Pick out and copy every line in the records below that contains the word "arched".
(begin)
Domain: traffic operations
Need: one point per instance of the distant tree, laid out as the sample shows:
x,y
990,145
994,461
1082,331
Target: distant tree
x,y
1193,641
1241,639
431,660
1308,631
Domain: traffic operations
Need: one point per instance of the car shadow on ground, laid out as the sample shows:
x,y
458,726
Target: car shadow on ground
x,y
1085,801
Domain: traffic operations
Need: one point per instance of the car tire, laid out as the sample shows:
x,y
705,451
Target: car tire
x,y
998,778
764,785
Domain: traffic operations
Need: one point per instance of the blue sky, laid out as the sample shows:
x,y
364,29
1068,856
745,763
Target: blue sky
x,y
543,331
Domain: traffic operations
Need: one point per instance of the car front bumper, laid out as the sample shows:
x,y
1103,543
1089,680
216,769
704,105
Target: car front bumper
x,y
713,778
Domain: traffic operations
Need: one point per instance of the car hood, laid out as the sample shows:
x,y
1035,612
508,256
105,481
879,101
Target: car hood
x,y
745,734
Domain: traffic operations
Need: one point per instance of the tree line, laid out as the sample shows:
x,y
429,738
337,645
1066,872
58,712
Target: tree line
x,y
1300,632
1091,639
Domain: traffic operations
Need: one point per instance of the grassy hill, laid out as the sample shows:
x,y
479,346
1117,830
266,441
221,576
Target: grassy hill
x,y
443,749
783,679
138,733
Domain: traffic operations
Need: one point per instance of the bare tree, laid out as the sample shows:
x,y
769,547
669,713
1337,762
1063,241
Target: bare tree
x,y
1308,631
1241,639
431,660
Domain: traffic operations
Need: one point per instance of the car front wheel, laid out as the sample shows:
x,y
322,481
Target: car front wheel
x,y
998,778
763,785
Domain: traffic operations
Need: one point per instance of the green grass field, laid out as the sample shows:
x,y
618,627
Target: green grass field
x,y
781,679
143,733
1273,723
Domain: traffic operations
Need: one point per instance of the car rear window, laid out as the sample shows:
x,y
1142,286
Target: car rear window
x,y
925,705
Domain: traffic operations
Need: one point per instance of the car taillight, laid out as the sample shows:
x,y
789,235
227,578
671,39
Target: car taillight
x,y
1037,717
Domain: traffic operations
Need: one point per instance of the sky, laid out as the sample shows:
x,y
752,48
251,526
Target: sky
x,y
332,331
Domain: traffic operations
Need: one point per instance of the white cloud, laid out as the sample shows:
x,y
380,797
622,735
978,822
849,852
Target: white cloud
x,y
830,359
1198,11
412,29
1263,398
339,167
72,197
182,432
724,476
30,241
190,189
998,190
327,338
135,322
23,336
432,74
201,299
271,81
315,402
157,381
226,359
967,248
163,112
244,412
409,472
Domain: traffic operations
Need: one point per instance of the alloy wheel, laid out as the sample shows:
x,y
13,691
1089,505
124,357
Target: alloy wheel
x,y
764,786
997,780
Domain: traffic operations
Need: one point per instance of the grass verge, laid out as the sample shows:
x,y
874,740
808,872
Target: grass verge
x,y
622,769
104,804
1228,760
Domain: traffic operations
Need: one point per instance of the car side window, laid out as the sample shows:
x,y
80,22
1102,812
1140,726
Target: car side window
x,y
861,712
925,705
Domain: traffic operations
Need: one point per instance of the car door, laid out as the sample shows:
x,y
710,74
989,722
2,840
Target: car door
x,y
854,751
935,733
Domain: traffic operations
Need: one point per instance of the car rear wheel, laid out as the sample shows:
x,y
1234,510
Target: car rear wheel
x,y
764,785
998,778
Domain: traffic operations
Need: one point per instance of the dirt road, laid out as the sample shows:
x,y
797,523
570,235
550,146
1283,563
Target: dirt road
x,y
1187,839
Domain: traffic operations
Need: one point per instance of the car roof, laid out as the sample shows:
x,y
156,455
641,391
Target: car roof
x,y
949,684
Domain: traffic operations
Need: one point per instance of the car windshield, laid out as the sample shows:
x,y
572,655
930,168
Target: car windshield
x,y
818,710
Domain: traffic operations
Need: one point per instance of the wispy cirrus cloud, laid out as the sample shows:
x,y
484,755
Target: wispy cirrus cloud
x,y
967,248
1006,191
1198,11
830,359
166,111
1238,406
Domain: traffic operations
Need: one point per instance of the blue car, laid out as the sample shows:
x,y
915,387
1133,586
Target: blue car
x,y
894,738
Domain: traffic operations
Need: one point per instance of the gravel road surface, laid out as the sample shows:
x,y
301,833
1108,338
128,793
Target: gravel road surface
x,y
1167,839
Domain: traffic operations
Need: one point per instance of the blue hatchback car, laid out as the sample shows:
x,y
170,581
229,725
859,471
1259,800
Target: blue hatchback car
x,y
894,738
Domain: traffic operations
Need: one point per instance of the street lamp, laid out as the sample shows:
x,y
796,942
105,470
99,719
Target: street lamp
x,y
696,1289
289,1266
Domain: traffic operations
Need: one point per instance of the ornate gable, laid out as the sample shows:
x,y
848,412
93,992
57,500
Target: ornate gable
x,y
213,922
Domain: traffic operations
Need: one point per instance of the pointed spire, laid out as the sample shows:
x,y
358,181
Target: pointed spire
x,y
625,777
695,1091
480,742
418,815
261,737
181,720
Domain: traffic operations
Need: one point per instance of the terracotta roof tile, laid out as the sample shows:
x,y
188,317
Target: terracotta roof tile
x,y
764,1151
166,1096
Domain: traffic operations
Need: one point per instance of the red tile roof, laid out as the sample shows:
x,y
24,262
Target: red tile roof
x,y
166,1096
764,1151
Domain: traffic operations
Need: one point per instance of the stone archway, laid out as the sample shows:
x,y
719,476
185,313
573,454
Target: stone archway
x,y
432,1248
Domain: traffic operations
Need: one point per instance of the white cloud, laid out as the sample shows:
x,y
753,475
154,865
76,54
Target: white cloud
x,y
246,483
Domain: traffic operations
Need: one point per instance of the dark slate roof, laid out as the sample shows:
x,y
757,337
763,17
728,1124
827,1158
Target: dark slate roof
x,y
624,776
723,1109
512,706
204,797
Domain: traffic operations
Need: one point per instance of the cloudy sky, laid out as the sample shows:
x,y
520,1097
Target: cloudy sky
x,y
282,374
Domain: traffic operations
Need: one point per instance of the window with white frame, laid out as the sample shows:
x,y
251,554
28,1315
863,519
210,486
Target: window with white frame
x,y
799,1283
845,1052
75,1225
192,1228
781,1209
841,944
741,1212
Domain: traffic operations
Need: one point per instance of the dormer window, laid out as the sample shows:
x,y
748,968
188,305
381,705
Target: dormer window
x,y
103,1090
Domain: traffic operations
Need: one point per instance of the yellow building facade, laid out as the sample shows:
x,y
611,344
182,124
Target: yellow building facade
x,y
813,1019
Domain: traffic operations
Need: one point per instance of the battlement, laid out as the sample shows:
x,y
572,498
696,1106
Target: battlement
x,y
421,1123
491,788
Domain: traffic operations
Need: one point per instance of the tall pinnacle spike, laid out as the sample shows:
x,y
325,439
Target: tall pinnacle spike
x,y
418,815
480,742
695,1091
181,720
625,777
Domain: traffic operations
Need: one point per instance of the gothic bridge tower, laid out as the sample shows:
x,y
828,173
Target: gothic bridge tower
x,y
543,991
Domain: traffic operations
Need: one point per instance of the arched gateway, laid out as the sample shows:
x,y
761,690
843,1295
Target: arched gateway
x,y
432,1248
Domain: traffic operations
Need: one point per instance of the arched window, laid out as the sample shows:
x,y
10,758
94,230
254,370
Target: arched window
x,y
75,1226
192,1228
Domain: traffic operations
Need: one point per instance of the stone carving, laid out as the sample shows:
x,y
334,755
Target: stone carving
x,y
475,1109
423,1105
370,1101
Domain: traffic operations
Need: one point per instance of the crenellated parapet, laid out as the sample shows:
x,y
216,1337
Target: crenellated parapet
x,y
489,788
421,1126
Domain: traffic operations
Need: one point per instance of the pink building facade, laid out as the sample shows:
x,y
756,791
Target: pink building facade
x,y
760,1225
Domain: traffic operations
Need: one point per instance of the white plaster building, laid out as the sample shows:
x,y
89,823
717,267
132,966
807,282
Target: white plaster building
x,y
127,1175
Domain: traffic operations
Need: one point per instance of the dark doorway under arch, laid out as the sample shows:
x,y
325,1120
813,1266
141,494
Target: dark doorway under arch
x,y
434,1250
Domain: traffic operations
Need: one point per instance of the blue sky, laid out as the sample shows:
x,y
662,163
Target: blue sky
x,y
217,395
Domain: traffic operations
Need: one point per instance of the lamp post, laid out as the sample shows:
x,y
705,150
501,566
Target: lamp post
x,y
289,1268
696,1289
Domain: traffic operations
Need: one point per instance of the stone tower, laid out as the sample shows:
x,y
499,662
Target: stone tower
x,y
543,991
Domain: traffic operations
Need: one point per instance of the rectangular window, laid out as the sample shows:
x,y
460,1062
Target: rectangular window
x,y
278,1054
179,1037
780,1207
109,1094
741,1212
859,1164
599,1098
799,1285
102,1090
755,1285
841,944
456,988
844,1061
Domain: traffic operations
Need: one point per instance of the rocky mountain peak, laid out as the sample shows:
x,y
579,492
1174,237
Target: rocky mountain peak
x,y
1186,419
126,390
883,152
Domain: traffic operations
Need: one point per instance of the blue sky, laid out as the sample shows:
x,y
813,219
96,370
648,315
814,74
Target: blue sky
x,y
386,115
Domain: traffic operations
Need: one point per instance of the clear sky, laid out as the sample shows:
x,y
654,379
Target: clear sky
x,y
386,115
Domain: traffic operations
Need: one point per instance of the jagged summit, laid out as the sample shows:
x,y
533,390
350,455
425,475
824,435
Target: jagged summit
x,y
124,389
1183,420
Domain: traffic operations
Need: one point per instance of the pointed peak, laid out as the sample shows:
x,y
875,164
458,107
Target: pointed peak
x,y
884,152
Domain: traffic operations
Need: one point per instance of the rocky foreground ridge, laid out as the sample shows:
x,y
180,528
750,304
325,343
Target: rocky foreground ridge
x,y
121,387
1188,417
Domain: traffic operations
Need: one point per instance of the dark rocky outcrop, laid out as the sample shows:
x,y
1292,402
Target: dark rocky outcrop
(end)
■ Reply to the exercise:
Need: one point per instance of the arched gateway, laid out as the sample shows:
Target: arched gateway
Need: one point per instance of the arched window, laid out as the sample shows:
Target: arched window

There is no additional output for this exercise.